Restate all of the entries exactly, dropping any pictures they hold.

== SUPPLIED DATA ==

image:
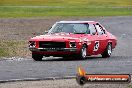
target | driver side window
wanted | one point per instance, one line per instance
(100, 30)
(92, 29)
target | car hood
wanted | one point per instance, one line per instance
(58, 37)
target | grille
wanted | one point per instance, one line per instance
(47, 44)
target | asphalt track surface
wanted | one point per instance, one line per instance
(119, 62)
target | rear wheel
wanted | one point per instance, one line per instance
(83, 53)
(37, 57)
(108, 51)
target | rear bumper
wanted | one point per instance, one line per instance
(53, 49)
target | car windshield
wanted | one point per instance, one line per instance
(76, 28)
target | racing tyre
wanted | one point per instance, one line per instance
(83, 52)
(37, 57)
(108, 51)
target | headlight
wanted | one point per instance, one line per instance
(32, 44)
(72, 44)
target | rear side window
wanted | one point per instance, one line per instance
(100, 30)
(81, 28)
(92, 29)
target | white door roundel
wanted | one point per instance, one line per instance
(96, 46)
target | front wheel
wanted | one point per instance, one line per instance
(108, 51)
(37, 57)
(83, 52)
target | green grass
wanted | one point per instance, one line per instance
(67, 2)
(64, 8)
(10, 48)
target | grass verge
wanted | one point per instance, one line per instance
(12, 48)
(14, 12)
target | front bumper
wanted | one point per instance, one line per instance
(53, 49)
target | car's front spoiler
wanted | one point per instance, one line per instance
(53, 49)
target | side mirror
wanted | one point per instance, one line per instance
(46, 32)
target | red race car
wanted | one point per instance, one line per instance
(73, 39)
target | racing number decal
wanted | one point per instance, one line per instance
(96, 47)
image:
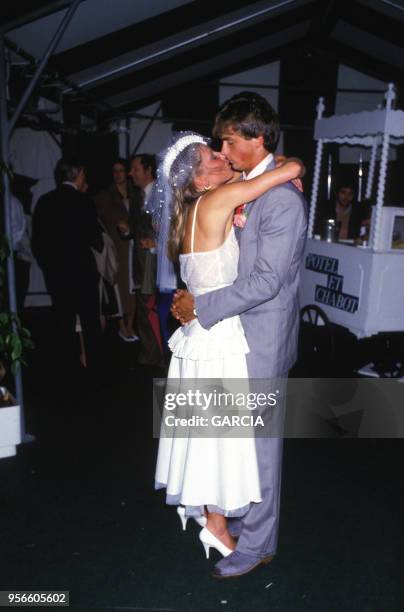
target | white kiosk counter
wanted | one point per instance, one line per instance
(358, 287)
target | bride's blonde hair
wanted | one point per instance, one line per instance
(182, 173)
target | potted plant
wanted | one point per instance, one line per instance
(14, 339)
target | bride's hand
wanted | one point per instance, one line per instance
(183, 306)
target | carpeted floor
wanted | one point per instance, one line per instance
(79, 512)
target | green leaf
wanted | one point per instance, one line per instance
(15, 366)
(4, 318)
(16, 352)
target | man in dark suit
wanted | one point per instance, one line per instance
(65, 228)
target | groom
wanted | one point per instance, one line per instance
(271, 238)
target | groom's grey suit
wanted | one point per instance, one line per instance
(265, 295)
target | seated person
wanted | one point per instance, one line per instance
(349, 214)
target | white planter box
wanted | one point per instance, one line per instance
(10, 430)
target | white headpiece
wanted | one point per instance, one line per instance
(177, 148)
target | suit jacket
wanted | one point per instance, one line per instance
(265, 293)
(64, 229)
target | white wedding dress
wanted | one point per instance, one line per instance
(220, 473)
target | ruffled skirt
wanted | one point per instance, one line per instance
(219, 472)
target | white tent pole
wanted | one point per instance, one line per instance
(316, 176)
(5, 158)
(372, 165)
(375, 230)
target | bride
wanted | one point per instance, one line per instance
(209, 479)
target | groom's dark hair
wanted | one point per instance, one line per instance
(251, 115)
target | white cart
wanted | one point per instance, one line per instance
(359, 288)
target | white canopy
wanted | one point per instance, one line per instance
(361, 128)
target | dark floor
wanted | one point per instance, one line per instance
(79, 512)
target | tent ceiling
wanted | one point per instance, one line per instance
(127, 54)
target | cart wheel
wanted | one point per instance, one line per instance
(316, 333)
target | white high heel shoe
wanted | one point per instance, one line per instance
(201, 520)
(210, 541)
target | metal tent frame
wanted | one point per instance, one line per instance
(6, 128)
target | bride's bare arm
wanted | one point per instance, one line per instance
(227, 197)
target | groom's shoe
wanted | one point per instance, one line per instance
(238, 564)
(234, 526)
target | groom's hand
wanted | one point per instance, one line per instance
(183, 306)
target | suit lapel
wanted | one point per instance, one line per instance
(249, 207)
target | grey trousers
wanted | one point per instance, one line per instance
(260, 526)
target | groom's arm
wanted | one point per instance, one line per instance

===

§ TASK RESULT:
image:
target | driver side window
wanted | one point per instance, one line per instance
(100, 30)
(92, 29)
target | car hood
wanted | one point per instance, one line per instance
(58, 37)
target | grille
wanted | one point per instance, one line per instance
(47, 44)
target | asphalt track surface
wanted | one point per instance, one line per instance
(119, 62)
target | rear wheel
wanted | one point per instance, one line per instance
(83, 53)
(37, 57)
(108, 51)
target | rear bumper
wanted | one point per instance, one line per instance
(53, 49)
target | car windshield
wanted | one point per instance, one line per instance
(76, 28)
target | racing tyre
wanted | one point per instance, one line per instance
(83, 52)
(37, 57)
(108, 51)
target | headlight
wanted | one point per instance, one line per instance
(32, 44)
(72, 44)
target | rear side window
wanted | one point per instance, one line per instance
(100, 30)
(81, 28)
(92, 29)
target | white door roundel
wanted | one point per instance, one line per instance
(96, 46)
target | front wheel
wanted | one point per instance, one line per instance
(108, 51)
(37, 57)
(83, 52)
target | green grass
wanted | one point per instance, one line per instance
(67, 2)
(64, 8)
(10, 48)
target | grass verge
wanted | one point per instance, one line per instance
(12, 48)
(14, 12)
target | front bumper
wanted | one point per instance, one line per instance
(53, 49)
target | car's front spoiler
wanted | one point per instance, one line per instance
(53, 49)
target | side mirror
wanted | one point per instance, one line per instance
(46, 32)
target | red race car
wanted | one point per instance, one line per instance
(73, 39)
target | racing number decal
wanted | one point per instance, one line per instance
(96, 47)
image:
target | white kiosk counter
wanted | one point per instance, one line per instance
(358, 287)
target | bride's blonde hair
wanted | one point per instance, one line per instance
(182, 173)
target | potted plant
wanted | one point per instance, one line per instance
(14, 339)
target | bride's hand
wanted | one point per instance, one line per instance
(183, 306)
target | carpeted floor
wanted | one point per instance, one line per instance
(79, 512)
target | green leaf
wanted | one point per instance, one line per instance
(15, 366)
(4, 318)
(16, 352)
target | man in dark suit
wanted | one point per instance, one line per instance
(65, 228)
target | groom
wanted | one point per instance, one line per instance
(271, 238)
target | groom's grey suit
wanted | one point per instance, one line per instance
(265, 295)
target | seated person
wanted | one point per instance, one line per instance
(349, 214)
target | white planter box
wanted | one point per instance, one line per instance
(10, 430)
target | white headpiece
wanted | one point per instance, one line per instance
(177, 148)
target | suit jacket
wanted | one point per instance, one line per instance
(265, 293)
(64, 229)
target | white wedding dress
wanted | one point per instance, one line per instance
(220, 473)
target | ruffled skirt
wanted | one point per instance, one line per instance
(219, 472)
target | white tent pole
wanted | one point per instance, one line per instance
(316, 176)
(5, 158)
(372, 165)
(375, 230)
target | bride
wanted | one point per instance, one line per instance
(209, 479)
target | groom's dark hair
wanted | one point per instance, one line per instance
(251, 115)
target | white cart
wanted | one point per instance, one line per instance
(359, 288)
target | white canopy
wanted | one point per instance, one line per instance
(361, 128)
target | dark floor
wanted | one point per instance, one line per instance
(79, 512)
target | tent ceiling
wanted | one point per instance, one line per instance
(127, 54)
target | cart wheel
wanted | one point per instance, one line per instance
(316, 333)
target | white high heel shoe
wanted | one point per instance, one line per instance
(201, 520)
(210, 541)
target | metal tent frame
wanted | one point per instance, one line per instance
(6, 128)
target | bride's bare arm
wanted | one point per instance, one line per instance
(227, 197)
target | groom's shoe
wanted | one point per instance, one line per instance
(238, 564)
(234, 526)
target | groom's hand
wanted | one point per instance, one line per instance
(183, 306)
target | suit lapel
wanted | one point per instance, one line per instance
(249, 207)
target | grey trousers
wanted | one point per instance, one line per instance
(260, 526)
target | groom's arm
wanted | one point per instance, one line per instance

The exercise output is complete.